WHAT YOU WILL DO: Reproduce the records below exactly as they appear.

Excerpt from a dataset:
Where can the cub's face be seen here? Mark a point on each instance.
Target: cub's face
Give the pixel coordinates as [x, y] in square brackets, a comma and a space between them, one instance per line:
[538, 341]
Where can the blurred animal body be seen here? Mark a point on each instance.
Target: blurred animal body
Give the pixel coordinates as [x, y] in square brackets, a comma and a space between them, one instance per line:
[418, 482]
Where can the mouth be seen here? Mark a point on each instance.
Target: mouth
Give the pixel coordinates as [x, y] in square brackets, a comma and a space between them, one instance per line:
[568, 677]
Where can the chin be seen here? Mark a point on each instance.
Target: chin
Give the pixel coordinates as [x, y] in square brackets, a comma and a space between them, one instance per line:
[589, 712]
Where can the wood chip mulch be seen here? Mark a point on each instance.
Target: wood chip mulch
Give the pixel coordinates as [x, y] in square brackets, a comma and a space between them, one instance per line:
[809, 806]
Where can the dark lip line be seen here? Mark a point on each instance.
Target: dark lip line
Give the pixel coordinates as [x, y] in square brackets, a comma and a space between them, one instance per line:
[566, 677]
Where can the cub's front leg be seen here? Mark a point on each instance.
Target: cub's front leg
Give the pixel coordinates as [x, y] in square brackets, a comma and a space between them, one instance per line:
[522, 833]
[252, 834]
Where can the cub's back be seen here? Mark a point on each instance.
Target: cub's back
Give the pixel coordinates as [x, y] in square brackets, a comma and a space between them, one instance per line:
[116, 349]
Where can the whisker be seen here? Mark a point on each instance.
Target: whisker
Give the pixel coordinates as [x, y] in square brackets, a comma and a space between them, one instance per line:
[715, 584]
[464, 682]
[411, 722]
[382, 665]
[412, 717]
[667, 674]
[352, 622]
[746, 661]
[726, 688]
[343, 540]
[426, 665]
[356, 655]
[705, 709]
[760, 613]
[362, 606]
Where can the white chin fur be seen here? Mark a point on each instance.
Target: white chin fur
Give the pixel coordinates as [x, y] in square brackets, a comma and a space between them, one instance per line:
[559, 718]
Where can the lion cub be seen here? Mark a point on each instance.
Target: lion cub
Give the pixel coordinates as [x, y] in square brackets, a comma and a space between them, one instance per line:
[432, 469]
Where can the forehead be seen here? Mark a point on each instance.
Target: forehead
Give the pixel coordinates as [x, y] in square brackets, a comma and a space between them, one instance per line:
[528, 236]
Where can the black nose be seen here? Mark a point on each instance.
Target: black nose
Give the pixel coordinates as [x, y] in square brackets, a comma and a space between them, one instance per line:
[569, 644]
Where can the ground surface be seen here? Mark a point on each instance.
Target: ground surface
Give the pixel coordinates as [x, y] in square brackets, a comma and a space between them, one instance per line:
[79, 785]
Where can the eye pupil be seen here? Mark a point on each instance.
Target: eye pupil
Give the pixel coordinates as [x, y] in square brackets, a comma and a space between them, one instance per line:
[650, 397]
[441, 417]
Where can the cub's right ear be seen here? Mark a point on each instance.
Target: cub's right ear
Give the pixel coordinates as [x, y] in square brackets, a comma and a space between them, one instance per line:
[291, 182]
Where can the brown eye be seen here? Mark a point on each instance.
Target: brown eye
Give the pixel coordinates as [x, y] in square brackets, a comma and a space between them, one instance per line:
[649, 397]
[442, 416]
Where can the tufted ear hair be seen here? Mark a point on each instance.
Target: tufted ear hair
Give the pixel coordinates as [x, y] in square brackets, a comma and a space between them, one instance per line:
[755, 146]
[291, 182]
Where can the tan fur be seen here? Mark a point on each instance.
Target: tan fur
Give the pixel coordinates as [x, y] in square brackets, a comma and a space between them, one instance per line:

ANSWER:
Where can the cub's face be seen here? Mark a point on each instance.
Target: cub's face
Give the pixel coordinates as [x, y] in square brackets, a comma and a space between them, one instance per line:
[538, 341]
Where can the blurred animal body be seen here? Mark a point on each instance.
Target: blurred animal body
Give the pixel coordinates as [x, y] in square brackets, a comma and a space between them, one instance per line:
[418, 482]
Where can the mouth be seen here? Mark a point on each instance.
Target: mouth
Give the pixel coordinates as [x, y] in square brackets, a comma and a space between them, one instance per line:
[568, 677]
Where can the chin be seen here? Mark a point on each instance.
Target: chin
Give the pixel coordinates as [x, y] in square brackets, a comma and a space between them, one instance per line:
[589, 712]
Where can the wood chip mulch be seen here? Mark a point on each instance.
Target: wood chip mulch
Give the pixel coordinates as [x, y] in square brackets, a comma and a space between them, one instance per line:
[809, 806]
Where can the dark lip line be seen here? Mark a point on each instance.
Target: dark lip line
Give the pixel coordinates as [x, y] in square brackets, a comma and a space between them, one instance per line:
[566, 677]
Where can the cub's front leg be seen here? Mark a point on each instance.
Target: cub's front leg
Give the pixel coordinates as [x, y] in square brackets, a comma and a space between them, one instance per line:
[522, 833]
[252, 834]
Where can the cub's back be seen here? Mark a point on each instance.
Target: cub's back
Give the pixel coordinates as [x, y] in square brackets, a comma and a space between them, one instance per line:
[116, 349]
Where can the whisker be seen here? Mark a point on each instance.
Target: whisker
Give the pixel coordinates as [x, y] in square brackets, a comma and a space between them, one instance per line:
[715, 584]
[464, 682]
[411, 722]
[382, 665]
[412, 717]
[667, 674]
[352, 622]
[746, 661]
[726, 688]
[343, 540]
[426, 665]
[356, 655]
[705, 709]
[760, 613]
[362, 606]
Where can the white chin fur be seen here? Mark a point on each instance.
Target: white chin fur
Give the pixel coordinates as [x, y] in square brackets, a comma and a space between them, one instance per line:
[559, 718]
Where can the lion cub be seen here? Mark a point on each instance.
Target: lion cub
Give the pixel coordinates as [x, y] in square brackets, a comma and a space between them, one instance per line:
[432, 469]
Where can the forehead be seen here? Mark a point on each instance.
Target: forehead
Give the pixel coordinates as [x, y] in square brackets, a comma and a space between them, one instance per line:
[528, 236]
Where can the black nose be seen here? Mark a point on each instance.
Target: black nose
Give the pixel coordinates as [x, y] in square brackets, a comma and a space between them, one instance per line:
[569, 644]
Where can the ground surface be seen here? Mark a point on each instance.
Target: ground surface
Give the pixel coordinates as [x, y] in square brackets, a comma and a space between them, one instance per line:
[79, 785]
Where can the eye pupil be seen here? Mark a point on each instance.
Target: eye pupil
Give the pixel coordinates as [x, y] in square brackets, a comma and a space between them, one instance per line:
[650, 397]
[441, 417]
Where can the cub's right ear be seen here? Mark a point on each instance.
Target: cub's right ear
Give the pixel coordinates as [x, y] in square brackets, a comma and a space between them, one instance per line:
[291, 182]
Where can the brown eye be seen here? Mark a point on each instance.
Target: brown eye
Give the pixel coordinates as [x, y] in square brackets, a comma and a space between them, one instance per line:
[649, 397]
[442, 416]
Where can the tufted ear hair be seen here? Mark a point on each instance.
Target: tufted ear hair
Give the pixel coordinates as [x, y] in square brackets, a comma and a space between them, one instance per line:
[755, 146]
[291, 182]
Where can the tan fur be seen here? Mark a point on each instance.
Target: tan fur
Give the pixel coordinates as [x, y] in square brackets, a comma and a space between them, one instance per line:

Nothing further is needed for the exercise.